When you output the records, match them exactly and omit any picture they include.
----
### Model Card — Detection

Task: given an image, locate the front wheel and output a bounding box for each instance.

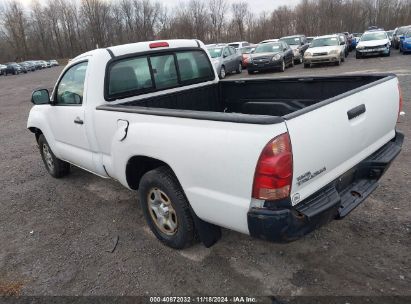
[219,66,226,79]
[236,62,242,74]
[139,167,195,249]
[38,135,70,178]
[279,59,285,72]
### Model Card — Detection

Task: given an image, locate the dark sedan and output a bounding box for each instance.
[248,41,294,74]
[4,63,22,75]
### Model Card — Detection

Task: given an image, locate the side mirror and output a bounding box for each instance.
[31,89,50,105]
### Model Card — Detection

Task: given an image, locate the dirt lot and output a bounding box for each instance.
[0,51,410,298]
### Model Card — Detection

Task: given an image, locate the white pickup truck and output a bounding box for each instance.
[28,39,403,249]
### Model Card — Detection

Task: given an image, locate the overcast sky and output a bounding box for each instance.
[1,0,300,13]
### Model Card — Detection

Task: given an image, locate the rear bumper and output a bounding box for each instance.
[248,131,403,243]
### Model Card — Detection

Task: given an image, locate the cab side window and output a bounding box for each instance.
[223,47,230,57]
[56,62,88,105]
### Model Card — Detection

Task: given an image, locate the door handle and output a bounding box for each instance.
[74,117,84,125]
[347,104,366,120]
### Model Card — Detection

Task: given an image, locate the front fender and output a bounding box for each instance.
[27,105,61,158]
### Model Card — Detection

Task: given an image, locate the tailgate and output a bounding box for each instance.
[285,76,400,206]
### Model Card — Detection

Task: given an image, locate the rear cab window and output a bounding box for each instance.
[106,49,215,101]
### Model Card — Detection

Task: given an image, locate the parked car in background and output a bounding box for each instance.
----
EXPECTED ANSWER
### Model Card — Detection

Task: given an image, locate the front wheel and output a bounding box for each instance.

[219,66,226,79]
[236,62,242,74]
[139,167,195,249]
[38,135,70,178]
[279,59,285,72]
### Model Card — Detection

Task: given an image, locate the dark sedan and output a bounding box for each instance.
[248,41,294,74]
[4,63,22,75]
### Model Card — Detection

Task: given an image, locate the side mirror and output a bounding box for each instance.
[31,89,50,105]
### Model Card — Detection

Task: given an image, locate the dirt lot and output a bounding box for each instance.
[0,51,410,298]
### Model Card — Detection

Task: given an image, locate the white pickup truck and output a bounding box for each instance.
[28,39,403,249]
### Model Card — Detection

Task: given an image, locate the overcast sky and output a bounding box for each instance.
[1,0,300,13]
### Model Card — Detection

Task: given an image, locate the rear bumper and output a bounding box for each instance.
[248,131,403,243]
### Model Card — Detection

Task: given an image, locate the cab side window and output a bounding box for each instance.
[223,47,230,57]
[56,62,88,105]
### Model Card — Detection

Task: given an image, locate the door handle and output a bounding box for each instance.
[74,117,84,125]
[347,104,366,120]
### Model Card — Detection

Task: given an image, locate the front fender and output a bounding box for each instance.
[27,105,61,158]
### Model Card — Detection

Task: given an image, locate the tailgate and output a bounding box for each instance.
[285,76,400,206]
### Model Card — Detection

Task: given an image, locate the rear cab window and output a bounding box for each instance.
[106,49,215,101]
### Model Card — Detection

Task: given an image, locate the parked car in background and output a bounding box for each instance.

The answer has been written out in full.